> What is needed: Reproduce word for word everything in the theater review below, from "29 January 2025" down to "The Twilight Zone.".

> Document text:
Reviews

Inside No. 9 Stage/Fright West End review – Reece Shearsmith and Steve Pemberton deliver an all-encompassing adaptation

The world premiere production, based on the hit TV series, runs at Wyndham’s Theatre until 5 April

Sarah Crompton

Sarah Crompton

| London |

29 January 2025

An actor dressed as a punk rocker sits on the lap of another actor dressed as a school master on stage
Reece Shearsmith and Steve Pemberton in Inside No. 9 Stage/Fright, © Marc Brenner

The BBC series Inside No 9 is a phenomenon. Over nine seasons and 55 episodes, each lasting 30 minutes, Steve Pemberton and Reece Shearsmith have twisted and turned their way through a sequence of mini-plays that sit somewhere between Hancock’s Half Hour and The Twilight Zone.

This stage version is both a spin-off and a final hurrah, since the last instalment screened on TV last year. It has already sold out to the legion of Pemberton and Shearsmith fans, but a nationwide tour will surely follow.

In fact, although the stage show provides a shiver of recognition for all those who have loved the original stories – bound together by some relevance to the number nine – it also works perfectly well for the uninitiated, with a structure that literally does what it says in the title, combining staging and fright.

> Stored records:
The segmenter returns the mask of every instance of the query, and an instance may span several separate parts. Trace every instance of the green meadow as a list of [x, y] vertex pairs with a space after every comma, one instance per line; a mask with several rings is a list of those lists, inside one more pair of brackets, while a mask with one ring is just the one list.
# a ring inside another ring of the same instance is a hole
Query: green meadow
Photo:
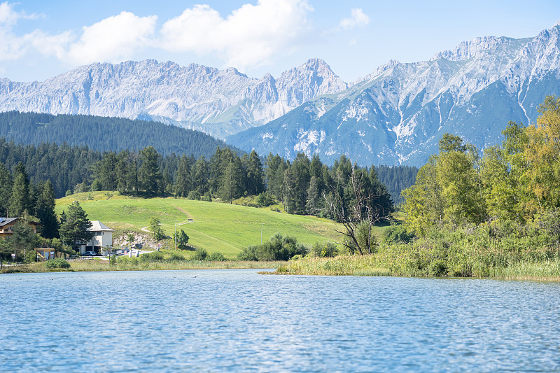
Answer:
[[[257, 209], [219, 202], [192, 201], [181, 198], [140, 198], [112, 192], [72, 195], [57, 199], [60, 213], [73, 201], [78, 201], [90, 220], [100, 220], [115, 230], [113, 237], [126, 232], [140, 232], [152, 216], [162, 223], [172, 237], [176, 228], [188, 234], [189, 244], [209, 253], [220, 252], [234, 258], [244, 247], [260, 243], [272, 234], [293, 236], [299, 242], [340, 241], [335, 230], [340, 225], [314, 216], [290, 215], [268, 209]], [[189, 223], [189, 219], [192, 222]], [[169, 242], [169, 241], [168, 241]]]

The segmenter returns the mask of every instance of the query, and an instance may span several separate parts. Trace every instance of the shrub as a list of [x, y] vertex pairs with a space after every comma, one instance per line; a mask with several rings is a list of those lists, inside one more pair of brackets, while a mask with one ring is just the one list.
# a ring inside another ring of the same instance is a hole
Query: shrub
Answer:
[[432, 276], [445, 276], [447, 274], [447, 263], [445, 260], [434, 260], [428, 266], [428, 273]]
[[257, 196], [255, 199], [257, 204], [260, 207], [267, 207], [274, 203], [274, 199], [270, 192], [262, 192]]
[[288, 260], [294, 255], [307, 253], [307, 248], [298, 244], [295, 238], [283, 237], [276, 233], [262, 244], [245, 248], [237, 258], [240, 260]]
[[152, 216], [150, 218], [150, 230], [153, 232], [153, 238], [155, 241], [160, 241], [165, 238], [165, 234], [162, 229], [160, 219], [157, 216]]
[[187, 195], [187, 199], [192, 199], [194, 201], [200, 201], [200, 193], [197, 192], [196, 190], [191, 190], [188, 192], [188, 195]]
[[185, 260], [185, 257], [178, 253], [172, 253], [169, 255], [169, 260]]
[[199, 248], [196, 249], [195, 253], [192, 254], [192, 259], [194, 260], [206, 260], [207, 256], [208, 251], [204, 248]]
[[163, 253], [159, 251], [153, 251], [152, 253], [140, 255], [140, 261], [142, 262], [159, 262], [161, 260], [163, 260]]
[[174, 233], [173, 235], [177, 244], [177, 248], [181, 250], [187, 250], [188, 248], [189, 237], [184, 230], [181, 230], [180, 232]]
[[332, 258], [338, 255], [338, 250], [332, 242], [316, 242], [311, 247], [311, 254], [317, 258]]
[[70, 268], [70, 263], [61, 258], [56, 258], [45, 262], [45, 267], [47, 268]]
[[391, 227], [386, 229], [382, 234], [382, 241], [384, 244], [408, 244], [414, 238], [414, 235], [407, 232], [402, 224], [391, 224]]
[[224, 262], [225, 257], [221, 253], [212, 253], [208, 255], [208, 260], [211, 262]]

> Response for this exercise:
29 January 2025

An actor dressed as a punk rocker sits on the lap of another actor dressed as a school master on stage
Reece Shearsmith and Steve Pemberton in Inside No. 9 Stage/Fright, © Marc Brenner

The BBC series Inside No 9 is a phenomenon. Over nine seasons and 55 episodes, each lasting 30 minutes, Steve Pemberton and Reece Shearsmith have twisted and turned their way through a sequence of mini-plays that sit somewhere between Hancock’s Half Hour and The Twilight Zone.